-- start Records to process --

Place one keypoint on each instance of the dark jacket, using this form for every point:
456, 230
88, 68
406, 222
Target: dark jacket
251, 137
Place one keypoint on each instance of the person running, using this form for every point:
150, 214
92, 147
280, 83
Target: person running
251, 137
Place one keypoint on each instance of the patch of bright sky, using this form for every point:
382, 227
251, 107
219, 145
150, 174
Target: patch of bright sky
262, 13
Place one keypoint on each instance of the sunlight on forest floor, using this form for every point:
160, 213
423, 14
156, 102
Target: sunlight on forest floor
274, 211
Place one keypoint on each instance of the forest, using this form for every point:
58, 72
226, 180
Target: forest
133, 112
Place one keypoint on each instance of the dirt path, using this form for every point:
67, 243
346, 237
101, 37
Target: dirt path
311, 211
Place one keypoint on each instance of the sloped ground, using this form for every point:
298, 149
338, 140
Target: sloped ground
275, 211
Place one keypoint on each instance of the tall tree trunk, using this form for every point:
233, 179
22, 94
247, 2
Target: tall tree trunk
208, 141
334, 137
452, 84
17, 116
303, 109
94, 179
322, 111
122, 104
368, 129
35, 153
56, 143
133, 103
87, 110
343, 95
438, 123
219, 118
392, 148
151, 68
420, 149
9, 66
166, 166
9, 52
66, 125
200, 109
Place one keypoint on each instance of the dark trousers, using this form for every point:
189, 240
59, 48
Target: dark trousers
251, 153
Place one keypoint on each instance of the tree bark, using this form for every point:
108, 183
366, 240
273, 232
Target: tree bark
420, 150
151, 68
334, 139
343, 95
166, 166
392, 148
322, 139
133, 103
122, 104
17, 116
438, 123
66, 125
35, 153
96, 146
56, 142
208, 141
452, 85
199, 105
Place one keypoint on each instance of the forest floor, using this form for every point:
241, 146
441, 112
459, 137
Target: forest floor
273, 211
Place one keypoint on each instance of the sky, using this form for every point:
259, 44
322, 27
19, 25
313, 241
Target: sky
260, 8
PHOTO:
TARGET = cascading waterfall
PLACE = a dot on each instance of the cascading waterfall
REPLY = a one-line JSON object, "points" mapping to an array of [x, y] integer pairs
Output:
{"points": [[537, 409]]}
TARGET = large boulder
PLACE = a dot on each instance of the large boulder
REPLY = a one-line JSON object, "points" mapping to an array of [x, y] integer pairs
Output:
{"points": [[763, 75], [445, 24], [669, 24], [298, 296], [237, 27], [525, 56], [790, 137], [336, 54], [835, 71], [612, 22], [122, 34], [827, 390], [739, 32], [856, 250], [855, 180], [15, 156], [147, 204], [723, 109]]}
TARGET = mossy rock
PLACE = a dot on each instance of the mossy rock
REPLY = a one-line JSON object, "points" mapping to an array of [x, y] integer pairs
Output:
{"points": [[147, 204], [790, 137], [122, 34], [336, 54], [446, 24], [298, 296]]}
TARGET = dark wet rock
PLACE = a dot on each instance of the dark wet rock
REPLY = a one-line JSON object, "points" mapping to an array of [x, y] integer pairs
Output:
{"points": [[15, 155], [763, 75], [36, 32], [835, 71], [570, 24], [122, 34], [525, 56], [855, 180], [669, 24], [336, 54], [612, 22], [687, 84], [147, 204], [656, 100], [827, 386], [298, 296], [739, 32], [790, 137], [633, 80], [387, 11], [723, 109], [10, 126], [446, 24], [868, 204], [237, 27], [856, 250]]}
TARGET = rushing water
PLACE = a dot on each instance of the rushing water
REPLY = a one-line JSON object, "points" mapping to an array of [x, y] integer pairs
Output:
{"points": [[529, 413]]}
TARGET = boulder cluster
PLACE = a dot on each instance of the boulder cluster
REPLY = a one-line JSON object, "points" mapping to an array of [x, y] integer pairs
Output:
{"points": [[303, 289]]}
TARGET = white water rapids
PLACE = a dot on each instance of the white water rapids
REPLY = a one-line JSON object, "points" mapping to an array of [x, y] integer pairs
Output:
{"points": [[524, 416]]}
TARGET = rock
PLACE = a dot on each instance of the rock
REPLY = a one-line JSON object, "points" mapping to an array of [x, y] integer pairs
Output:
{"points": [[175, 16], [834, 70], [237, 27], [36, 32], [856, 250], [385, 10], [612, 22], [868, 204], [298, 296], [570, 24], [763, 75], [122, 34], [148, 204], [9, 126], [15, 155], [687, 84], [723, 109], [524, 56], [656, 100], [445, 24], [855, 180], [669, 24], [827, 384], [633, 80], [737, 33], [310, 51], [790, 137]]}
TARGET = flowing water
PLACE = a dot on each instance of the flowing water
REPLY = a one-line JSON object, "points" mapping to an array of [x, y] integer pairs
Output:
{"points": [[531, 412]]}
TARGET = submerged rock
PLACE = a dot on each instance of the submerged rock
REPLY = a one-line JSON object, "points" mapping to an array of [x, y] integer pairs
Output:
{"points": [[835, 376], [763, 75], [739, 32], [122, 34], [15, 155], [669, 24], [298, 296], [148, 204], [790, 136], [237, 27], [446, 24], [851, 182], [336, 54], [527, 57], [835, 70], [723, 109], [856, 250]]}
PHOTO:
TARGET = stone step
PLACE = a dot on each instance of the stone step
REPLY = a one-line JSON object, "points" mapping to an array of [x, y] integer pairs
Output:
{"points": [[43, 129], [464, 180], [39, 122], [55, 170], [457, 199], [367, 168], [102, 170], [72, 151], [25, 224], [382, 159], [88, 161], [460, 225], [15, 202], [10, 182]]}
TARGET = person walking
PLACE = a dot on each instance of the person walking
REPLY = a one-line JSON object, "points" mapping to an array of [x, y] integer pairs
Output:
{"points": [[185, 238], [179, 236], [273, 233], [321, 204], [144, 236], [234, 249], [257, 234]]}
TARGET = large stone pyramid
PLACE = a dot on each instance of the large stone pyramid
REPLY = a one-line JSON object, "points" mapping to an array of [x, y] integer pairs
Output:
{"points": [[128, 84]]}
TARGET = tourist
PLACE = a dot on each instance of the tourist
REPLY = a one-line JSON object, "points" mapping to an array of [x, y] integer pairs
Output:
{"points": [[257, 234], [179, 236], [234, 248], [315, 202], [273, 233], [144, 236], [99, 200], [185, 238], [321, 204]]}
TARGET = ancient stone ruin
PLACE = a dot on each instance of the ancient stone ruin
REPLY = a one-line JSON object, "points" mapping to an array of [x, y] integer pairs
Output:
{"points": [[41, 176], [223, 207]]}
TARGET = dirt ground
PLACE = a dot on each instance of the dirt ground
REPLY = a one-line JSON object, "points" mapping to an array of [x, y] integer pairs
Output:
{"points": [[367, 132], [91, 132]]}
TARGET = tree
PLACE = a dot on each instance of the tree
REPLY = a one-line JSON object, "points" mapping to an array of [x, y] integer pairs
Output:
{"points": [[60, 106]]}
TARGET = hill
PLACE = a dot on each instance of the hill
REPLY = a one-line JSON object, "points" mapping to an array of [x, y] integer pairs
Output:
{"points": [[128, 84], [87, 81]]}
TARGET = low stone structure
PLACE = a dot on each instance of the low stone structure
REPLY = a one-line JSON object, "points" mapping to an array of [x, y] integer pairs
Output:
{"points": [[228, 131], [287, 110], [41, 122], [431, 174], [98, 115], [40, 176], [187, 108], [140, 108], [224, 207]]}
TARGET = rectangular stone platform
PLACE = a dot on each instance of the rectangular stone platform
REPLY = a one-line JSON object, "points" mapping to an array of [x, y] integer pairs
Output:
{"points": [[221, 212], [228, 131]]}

-- end Records to process --

## Exercise prompt
Repeat, with no changes, each line from the one with "TARGET = low stone structure" to the end of the listing, including both ends and nothing else.

## Completed exercise
TARGET = low stone structure
PLACE = a dot on each instance of the low stone structure
REPLY = a one-line JSON object, "points" mapping to an array of [x, y] integer pairs
Output:
{"points": [[228, 131], [287, 110], [41, 122], [431, 174], [98, 115], [40, 176], [187, 108], [140, 108], [224, 207]]}
TARGET = rectangular stone platform
PLACE = a dot on each instance of the rectangular stone platform
REPLY = a one-line JSON object, "points" mapping to an array of [x, y] integer pairs
Output:
{"points": [[221, 212], [228, 131]]}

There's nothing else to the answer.